Stored entries:
++++++++++
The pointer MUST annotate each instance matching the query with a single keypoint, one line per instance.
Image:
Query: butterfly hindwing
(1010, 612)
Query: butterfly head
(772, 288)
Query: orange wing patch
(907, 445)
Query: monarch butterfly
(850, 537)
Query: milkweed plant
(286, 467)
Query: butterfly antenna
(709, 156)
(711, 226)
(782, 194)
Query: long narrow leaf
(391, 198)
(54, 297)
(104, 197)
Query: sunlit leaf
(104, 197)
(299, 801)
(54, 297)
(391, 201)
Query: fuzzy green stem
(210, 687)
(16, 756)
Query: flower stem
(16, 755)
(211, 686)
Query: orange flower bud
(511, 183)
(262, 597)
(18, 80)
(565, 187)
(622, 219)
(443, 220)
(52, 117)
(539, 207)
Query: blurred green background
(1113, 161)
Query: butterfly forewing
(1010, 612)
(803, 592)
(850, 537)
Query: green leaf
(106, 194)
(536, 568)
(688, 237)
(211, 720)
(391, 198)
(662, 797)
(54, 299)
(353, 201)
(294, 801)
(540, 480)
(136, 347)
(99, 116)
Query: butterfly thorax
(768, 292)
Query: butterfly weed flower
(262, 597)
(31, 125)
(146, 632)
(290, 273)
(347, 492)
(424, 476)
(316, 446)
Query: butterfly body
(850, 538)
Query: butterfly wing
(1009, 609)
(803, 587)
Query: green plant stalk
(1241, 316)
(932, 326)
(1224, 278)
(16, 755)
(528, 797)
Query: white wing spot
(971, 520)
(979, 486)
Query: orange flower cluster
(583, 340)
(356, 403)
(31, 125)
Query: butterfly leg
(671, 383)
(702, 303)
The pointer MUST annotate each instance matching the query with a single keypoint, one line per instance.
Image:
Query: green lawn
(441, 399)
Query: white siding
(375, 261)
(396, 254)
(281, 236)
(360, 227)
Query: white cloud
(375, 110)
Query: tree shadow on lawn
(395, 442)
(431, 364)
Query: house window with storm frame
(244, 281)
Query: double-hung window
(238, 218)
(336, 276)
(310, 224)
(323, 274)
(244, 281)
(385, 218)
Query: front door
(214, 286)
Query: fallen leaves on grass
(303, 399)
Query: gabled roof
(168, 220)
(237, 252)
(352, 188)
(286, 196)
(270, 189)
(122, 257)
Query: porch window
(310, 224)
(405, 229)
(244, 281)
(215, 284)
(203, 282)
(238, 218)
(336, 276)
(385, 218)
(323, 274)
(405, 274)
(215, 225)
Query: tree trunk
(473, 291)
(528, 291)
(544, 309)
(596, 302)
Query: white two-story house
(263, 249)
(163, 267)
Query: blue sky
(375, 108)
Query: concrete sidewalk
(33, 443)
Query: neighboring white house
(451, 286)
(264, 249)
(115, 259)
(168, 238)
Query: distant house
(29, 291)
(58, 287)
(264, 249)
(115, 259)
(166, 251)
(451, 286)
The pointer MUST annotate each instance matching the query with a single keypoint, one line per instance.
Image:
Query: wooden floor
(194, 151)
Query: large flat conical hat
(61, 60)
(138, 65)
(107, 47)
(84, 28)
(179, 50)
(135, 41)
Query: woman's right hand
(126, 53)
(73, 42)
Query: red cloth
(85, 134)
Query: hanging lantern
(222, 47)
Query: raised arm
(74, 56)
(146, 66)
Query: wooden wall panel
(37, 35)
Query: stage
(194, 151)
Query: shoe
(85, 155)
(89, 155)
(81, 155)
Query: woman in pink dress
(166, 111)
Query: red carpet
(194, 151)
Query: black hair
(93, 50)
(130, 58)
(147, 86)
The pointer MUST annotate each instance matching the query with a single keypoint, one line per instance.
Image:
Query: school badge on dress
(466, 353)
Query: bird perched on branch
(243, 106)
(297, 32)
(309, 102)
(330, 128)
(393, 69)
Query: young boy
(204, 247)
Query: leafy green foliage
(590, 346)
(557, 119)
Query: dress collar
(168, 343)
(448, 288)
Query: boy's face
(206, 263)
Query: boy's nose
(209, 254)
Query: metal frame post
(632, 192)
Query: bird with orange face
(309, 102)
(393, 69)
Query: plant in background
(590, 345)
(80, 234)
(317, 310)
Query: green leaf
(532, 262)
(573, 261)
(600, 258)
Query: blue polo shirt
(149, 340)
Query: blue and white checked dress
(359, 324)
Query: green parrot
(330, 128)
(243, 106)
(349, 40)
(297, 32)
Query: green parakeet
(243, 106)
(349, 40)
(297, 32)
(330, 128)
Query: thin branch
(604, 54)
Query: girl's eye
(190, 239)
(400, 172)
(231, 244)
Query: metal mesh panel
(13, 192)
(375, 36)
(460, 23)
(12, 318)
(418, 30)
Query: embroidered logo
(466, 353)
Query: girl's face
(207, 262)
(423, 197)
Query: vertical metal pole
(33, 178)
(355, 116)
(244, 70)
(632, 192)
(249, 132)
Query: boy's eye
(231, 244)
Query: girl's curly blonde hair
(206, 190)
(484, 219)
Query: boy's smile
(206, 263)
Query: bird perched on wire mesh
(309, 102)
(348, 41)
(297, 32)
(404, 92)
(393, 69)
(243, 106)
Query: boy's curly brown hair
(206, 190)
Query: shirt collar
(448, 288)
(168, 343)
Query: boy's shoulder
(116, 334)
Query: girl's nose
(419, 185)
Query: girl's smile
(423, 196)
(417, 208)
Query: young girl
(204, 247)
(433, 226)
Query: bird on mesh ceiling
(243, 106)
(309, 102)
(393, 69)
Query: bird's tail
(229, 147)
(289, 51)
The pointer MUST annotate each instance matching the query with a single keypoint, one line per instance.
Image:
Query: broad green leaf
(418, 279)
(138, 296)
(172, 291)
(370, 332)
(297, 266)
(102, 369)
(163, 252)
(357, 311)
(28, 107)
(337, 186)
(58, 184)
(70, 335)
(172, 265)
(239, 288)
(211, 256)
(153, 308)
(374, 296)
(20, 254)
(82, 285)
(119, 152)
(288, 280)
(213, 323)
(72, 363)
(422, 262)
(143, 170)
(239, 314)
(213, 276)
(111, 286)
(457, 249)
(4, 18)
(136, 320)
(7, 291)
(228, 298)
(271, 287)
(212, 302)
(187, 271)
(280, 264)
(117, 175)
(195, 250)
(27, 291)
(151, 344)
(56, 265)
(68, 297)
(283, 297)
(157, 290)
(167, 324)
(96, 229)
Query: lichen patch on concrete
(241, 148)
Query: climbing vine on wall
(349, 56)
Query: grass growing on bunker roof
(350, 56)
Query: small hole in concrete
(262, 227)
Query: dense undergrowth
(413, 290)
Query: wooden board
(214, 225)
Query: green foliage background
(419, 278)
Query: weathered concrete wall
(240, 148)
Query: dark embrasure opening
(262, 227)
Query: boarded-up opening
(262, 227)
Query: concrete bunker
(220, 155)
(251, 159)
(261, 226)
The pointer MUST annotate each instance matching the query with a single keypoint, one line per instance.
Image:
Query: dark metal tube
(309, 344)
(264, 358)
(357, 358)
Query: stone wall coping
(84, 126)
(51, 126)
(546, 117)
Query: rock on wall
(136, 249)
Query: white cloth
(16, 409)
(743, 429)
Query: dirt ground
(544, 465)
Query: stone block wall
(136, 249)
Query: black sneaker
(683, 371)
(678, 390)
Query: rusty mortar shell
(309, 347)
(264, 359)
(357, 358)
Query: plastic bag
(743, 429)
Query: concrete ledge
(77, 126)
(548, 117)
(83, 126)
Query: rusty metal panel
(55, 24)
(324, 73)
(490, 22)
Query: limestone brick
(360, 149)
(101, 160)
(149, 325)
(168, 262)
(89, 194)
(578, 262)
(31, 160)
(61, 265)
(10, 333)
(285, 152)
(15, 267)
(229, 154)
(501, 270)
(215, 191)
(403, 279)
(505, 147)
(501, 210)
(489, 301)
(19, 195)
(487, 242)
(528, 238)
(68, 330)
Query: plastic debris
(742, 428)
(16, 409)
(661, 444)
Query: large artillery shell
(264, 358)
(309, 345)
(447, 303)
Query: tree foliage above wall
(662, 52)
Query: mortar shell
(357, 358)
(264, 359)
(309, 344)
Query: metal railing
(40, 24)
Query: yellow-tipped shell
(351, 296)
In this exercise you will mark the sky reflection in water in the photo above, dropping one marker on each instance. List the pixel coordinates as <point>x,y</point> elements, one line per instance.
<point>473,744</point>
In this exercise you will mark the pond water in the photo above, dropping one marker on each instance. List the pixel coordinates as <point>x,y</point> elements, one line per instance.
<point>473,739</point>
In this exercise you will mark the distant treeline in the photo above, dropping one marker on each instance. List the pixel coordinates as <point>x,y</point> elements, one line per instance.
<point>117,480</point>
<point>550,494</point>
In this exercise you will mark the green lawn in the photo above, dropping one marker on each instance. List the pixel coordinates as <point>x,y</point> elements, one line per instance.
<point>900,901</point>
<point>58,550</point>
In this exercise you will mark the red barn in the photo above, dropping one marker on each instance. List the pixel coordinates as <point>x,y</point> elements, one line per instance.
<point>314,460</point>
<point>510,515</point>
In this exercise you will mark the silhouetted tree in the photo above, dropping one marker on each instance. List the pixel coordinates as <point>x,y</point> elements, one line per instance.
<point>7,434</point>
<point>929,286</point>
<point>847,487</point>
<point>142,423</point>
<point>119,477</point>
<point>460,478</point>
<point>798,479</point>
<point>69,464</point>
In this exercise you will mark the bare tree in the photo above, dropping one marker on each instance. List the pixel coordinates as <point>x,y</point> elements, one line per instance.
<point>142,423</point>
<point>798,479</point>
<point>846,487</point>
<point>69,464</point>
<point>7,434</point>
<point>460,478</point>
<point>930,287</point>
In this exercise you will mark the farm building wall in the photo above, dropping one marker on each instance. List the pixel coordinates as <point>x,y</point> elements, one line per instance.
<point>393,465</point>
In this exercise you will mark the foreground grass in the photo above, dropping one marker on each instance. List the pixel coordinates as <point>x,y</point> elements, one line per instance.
++++++++++
§ **Task details**: Rename "stem" to "stalk" in the data from the line with "Query: butterfly head" to the line with "(1113, 161)", and write out those lines again with nothing else changed.

§ **Task output**:
Query: butterfly head
(772, 288)
Query: orange wing patch
(907, 445)
Query: monarch butterfly
(850, 537)
Query: milkweed plant
(286, 467)
Query: butterfly antenna
(709, 156)
(711, 226)
(782, 194)
Query: long narrow leaf
(391, 198)
(54, 297)
(104, 197)
Query: sunlit leaf
(104, 197)
(299, 801)
(54, 297)
(391, 201)
Query: fuzzy green stalk
(210, 687)
(16, 756)
Query: flower stalk
(16, 755)
(211, 686)
Query: orange flower bud
(511, 183)
(262, 597)
(18, 80)
(565, 187)
(622, 219)
(443, 220)
(52, 117)
(539, 207)
Query: blurred green background
(1113, 161)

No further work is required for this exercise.